■ Task objective:
Here are some entries. Repeat all of them exactly.

Natural language region descriptions
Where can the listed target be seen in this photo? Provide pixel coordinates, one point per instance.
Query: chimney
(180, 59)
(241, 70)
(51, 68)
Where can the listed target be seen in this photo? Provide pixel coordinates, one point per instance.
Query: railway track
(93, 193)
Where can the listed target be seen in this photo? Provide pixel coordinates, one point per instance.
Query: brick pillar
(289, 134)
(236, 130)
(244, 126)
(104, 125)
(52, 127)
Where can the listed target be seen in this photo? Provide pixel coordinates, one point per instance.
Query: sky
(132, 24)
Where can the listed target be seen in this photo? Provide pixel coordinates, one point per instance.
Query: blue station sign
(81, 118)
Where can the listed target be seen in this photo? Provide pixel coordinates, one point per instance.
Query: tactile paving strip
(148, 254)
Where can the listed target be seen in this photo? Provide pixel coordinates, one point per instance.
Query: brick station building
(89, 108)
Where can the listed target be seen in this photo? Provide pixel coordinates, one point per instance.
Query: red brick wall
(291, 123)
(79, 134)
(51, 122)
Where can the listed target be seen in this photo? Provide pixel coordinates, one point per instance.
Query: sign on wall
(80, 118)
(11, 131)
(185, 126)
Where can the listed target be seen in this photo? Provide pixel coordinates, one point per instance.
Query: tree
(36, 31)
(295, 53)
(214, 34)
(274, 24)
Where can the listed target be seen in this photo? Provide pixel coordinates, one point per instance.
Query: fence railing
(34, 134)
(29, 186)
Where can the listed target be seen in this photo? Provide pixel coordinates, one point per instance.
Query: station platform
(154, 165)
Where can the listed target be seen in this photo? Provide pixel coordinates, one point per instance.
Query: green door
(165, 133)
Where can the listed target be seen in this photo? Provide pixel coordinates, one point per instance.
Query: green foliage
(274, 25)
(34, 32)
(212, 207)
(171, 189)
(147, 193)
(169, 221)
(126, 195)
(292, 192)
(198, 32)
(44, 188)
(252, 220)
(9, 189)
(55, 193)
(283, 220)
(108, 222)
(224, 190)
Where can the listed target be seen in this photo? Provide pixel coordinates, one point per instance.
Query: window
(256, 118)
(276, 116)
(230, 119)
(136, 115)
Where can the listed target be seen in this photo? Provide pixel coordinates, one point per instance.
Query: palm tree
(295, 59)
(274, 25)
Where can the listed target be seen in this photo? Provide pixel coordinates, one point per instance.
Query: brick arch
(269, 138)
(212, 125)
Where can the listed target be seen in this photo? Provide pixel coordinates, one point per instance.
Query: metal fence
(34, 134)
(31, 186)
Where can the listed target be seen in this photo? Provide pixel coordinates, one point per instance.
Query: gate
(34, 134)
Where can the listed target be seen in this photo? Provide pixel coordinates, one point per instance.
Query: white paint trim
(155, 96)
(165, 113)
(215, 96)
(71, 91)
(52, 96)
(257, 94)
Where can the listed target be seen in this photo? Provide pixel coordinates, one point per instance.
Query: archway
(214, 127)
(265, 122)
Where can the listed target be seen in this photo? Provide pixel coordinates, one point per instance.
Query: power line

■ Response:
Where can the listed target be seen in this photo? Provide pixel coordinates, one point per instance.
Query: chimney
(180, 59)
(241, 70)
(51, 68)
Where can the listed target be seen in this photo? Provide pixel coordinates, one point per instance.
Query: railway track
(93, 193)
Where can the listed target be seen in this photo? Provide pixel coordinates, one point per instance.
Query: brick pillar
(289, 134)
(236, 130)
(244, 126)
(104, 125)
(52, 127)
Where can the listed target be seen in this photo? Provide pixel coordinates, one point per instance.
Query: sky
(132, 24)
Where can the listed target be seen in this photo? Provide pixel coordinates, one point per instance.
Query: blue station sign
(81, 118)
Where can the listed target be seen in this photo? Provide pixel coordinates, one point per instance.
Query: tactile paving strip
(148, 254)
Where can the listed target be seen in this photo? Provide pixel coordinates, one point per instance.
Query: brick station building
(89, 108)
Where can the listed target be seen in this photo? Provide pixel coordinates, one point per instance.
Query: red brick wall
(291, 123)
(79, 134)
(51, 122)
Where can the listed target be seen in this photo? Provide pixel coordinates, one point per instance.
Query: sign on wall
(80, 118)
(11, 131)
(185, 126)
Where can the listed target be seen in this photo? Provide pixel coordinates, one point per instance.
Query: tree
(36, 31)
(295, 53)
(214, 34)
(274, 24)
Where can the listed target be seen in this photo? Provide pixel coordinates, one point per instance.
Query: fence railing
(34, 134)
(29, 186)
Where can the listed target be seen in this photo? Provide pixel coordinates, one point per instance.
Query: station platform
(154, 165)
Where can the listed target be seen in this photo? Provide pixel coordinates, one point per instance.
Query: green door
(165, 133)
Where can the listed target be seen in this photo? Provide pixel coordinates, one point per instance.
Query: green foliage
(274, 25)
(34, 32)
(212, 207)
(171, 189)
(147, 193)
(169, 221)
(126, 195)
(292, 192)
(198, 32)
(44, 188)
(252, 220)
(9, 189)
(55, 193)
(283, 220)
(108, 222)
(224, 190)
Where can the listed target be seen in this photo? Provide pixel coordinates, one point per instance.
Query: window
(256, 118)
(276, 116)
(230, 119)
(136, 115)
Where can the listed target be seen in this photo? Provide pixel coordinates, one point per instance.
Query: palm tree
(295, 59)
(274, 25)
Where can the listed target be seen in this photo? Provide pixel coordinates, one point per instance.
Query: brick arch
(269, 138)
(212, 125)
Where can the listed target be seen in this photo? Provide pixel coordinates, one point per instance.
Query: metal fence
(34, 134)
(31, 186)
Where can the listed target be seen in this photo? Provide pixel coordinates, one point per instance.
Query: gate
(34, 134)
Where can the listed target be seen in this photo? Provide pixel coordinates, one point per instance.
Query: white paint trim
(155, 96)
(165, 113)
(215, 96)
(71, 91)
(52, 96)
(257, 94)
Where can the listed target be seen in this photo? Provide pixel coordinates, one point per instance.
Query: archway
(214, 127)
(265, 122)
Where can the listed target be seen in this photo? Provide pixel coordinates, one point per instance.
Query: power line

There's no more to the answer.